**What the exercise asks**.
Can you reproduce the data below word for word, leaving out the picture?

**Data**.
--- Start ---

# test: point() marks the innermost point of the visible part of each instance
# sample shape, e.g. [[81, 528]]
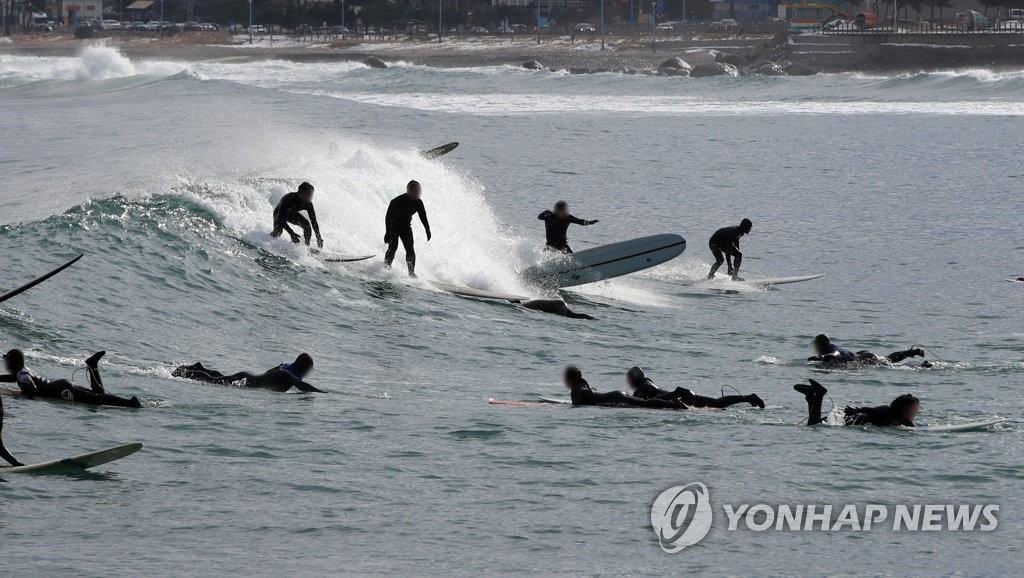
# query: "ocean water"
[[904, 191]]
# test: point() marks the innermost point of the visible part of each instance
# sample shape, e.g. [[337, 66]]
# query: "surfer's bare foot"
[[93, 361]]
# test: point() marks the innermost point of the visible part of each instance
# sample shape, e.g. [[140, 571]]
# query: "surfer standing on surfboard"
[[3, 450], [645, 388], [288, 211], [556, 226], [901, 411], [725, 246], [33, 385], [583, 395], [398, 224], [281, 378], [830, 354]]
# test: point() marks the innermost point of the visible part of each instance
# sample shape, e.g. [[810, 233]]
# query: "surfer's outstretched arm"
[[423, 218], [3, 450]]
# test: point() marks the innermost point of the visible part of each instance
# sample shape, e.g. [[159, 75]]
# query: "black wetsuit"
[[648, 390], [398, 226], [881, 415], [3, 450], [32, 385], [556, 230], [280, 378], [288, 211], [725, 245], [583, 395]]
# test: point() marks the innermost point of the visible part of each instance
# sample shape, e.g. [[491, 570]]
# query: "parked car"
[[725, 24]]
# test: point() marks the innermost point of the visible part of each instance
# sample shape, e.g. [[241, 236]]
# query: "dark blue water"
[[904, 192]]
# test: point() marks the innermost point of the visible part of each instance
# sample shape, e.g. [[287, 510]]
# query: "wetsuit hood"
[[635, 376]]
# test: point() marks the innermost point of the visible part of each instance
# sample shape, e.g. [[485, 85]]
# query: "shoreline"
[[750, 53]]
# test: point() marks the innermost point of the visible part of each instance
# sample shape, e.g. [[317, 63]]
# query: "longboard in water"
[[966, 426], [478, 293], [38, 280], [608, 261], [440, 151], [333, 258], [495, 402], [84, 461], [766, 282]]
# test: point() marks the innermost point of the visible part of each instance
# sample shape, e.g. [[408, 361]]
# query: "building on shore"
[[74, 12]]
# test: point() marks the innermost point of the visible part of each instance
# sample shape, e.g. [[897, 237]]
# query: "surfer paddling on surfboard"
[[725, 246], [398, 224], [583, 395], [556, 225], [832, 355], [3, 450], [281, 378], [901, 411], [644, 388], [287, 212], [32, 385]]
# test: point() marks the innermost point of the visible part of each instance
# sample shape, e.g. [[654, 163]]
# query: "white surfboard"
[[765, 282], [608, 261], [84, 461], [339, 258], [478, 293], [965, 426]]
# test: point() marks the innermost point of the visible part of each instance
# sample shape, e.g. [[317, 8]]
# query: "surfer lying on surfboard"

--- End ---

**Solved exercise**.
# test: point() marks the innermost point of the visible part of each instance
# sample shape, e.g. [[81, 528]]
# query: "ocean water"
[[904, 191]]
# test: point() marks the innermost point of the visible part of each instance
# sample shape, e.g. [[337, 66]]
# query: "surfer's bare foot"
[[93, 361]]
# test: point() marks the innermost point of the visible part of each instance
# sample shape, e.g. [[140, 571]]
# query: "surfer standing on surfboard"
[[3, 450], [645, 388], [288, 211], [556, 226], [901, 411], [725, 246], [33, 385], [583, 395], [398, 224], [281, 378], [830, 354]]
# test: point() marks the innermost point of the visible part of each instance
# sample shape, e.g. [[810, 233]]
# query: "surfer's outstretched arm"
[[423, 218], [3, 450]]
# test: point() marks the innermost point of the visible part of each instance
# sample shape, e.g. [[159, 75]]
# query: "black wetsuit"
[[648, 390], [398, 226], [881, 415], [3, 450], [32, 385], [556, 230], [280, 378], [288, 211], [725, 245], [583, 395]]
# test: point() marks the innermost point of the visible part of each instance
# sample shape, e.g. [[491, 570]]
# query: "parked car"
[[725, 24]]
# test: point() marks the innermost point of the visible part of each instance
# sample shape, e.g. [[241, 236]]
# query: "dark blue water"
[[904, 192]]
# test: point() marks the innermost point of the visible part of each instance
# sample shape, e.g. [[287, 510]]
# query: "wetsuit hood"
[[635, 376]]
# test: point() marks the innermost point of the visible part of each instance
# sample shape, e.g. [[485, 85]]
# query: "shoreline"
[[750, 53]]
# test: point() marks the innermost point of the visible part of each instance
# sample shape, e.g. [[317, 63]]
# query: "longboard in water"
[[966, 426], [478, 293], [38, 280], [608, 261], [440, 151], [333, 258], [495, 402], [84, 461], [766, 282]]
# test: point() marks the innermost point of the visible part of each instance
# sample shape, e.g. [[408, 361]]
# query: "building on shore"
[[74, 12]]
# test: point() marks the innermost point of the visible part of each instance
# sample shape, e.g. [[897, 237]]
# query: "surfer paddling on surfboard"
[[725, 246], [398, 224], [583, 395], [556, 225], [832, 355], [3, 450], [281, 378], [901, 411], [644, 388], [287, 212], [32, 385]]
# test: point() marks the innermost point of the visible part of each instance
# sample shape, e.g. [[654, 163]]
# query: "white surfboard"
[[765, 282], [608, 261], [84, 461], [339, 258], [478, 293], [965, 426]]
# test: point() marks the innermost point of the visible part of each instance
# sample shape, e.g. [[317, 8]]
# query: "surfer lying on surfboard"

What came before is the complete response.